Exercise task — Restate the full set of records exactly, word for word.
───── Extracted records ─────
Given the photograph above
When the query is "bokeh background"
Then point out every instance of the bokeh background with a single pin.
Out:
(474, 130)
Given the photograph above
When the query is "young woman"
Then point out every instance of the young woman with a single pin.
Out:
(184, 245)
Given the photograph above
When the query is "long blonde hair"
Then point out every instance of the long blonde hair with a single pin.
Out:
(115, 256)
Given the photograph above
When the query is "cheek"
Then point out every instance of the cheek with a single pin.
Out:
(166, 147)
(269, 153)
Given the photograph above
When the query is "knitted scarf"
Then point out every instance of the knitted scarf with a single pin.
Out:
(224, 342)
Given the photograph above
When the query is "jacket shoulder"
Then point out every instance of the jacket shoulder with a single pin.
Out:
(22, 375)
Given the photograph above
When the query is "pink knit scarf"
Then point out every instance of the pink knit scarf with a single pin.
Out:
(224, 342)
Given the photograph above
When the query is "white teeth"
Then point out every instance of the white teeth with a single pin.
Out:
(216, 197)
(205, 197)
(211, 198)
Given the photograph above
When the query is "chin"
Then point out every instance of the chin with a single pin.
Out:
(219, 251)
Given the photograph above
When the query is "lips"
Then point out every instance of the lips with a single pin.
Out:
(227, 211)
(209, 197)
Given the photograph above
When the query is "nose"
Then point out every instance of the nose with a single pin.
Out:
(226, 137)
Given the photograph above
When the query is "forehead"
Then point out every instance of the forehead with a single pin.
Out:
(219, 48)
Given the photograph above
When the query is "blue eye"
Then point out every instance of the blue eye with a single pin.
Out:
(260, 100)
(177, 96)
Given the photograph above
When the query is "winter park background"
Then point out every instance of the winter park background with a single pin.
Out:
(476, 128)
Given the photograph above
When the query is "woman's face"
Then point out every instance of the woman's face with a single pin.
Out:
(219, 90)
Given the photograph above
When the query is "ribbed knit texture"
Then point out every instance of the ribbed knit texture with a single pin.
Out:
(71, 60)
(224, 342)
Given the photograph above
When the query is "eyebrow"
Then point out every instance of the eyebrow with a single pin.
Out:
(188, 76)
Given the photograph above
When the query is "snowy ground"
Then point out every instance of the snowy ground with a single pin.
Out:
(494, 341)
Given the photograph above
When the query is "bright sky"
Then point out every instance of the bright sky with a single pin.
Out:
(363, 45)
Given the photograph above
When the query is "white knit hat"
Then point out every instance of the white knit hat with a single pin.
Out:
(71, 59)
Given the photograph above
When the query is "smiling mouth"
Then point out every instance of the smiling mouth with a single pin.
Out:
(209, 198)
─────
Solution below —
Given the photograph above
When the query is "bokeh background"
Then point out every instance of the bokeh background with a single pin.
Out:
(474, 130)
Given the photograph above
When the query is "young woman"
Then point out every instance of the young woman with a single pin.
Out:
(184, 245)
Given the photograph above
When the query is "long blonde hair"
Then point out every instance of the long blonde hair with a single pin.
Out:
(115, 256)
Given the photograph above
When the query is "cheek"
Then point out every instance of the cheek with a single pin.
Out:
(166, 147)
(269, 153)
Given the photograph above
When the query is "knitted scarf"
Then point out every instance of the knitted scarf with a single pin.
Out:
(224, 342)
Given the photograph above
When the query is "jacket shoulder"
Then point out every instance of the jacket shoulder with a single pin.
Out:
(22, 375)
Given the photograph above
When the query is "pink knit scarf"
Then point out every instance of the pink knit scarf with a single pin.
Out:
(224, 342)
Given the photograph above
When the query is "white teeth"
Then point out every instance of the white teeth with a single pin.
Out:
(216, 197)
(205, 197)
(211, 198)
Given the photograph above
When the query is "chin"
Then point out every instance of the chin with a single pin.
Out:
(219, 251)
Given the photograph above
When the query is "lips"
Then point out every instance of the lips with a single pin.
Out:
(227, 211)
(209, 197)
Given the photograph above
When the query is "nose"
Then point out every instance of the nose with a single pin.
Out:
(226, 137)
Given the photograph above
When the query is "forehead"
Then point out every instance of the forehead with a single pin.
Out:
(219, 48)
Given the photograph above
When the query is "blue eye"
Then point out every instance of the blue eye with a single pin.
Out:
(260, 100)
(177, 96)
Given the photograph above
When the query is "winter park background"
Then point out every instance of the winter park background with a single pin.
Out:
(476, 128)
Given the photograph above
When the query is "woman's face"
Then point out every instance of the woman's face with a single pin.
Out:
(219, 90)
Given the photograph above
When the query is "ribbed knit texture"
Then point out every instance of the ribbed knit texture with a single pin.
Out:
(71, 60)
(224, 342)
Given the photograph above
When the query is "eyebrow"
Then point out every instance of the eyebrow with a single pin.
Out:
(188, 76)
Given the photograph above
When the query is "snowy ground"
Then point out every instance of the snowy ground with a single pin.
Out:
(494, 341)
Given the photograph above
When the query is "bright sky"
Then point out every instance of the bright sky with a single pin.
Out:
(363, 45)
Given the photograph above
When the query is "white knit hat"
Then point out every instance of the white knit hat with a single pin.
Out:
(71, 59)
Given the photograph above
When the query is "smiling mouth"
Then point out every instance of the smiling mouth with a single pin.
Out:
(209, 198)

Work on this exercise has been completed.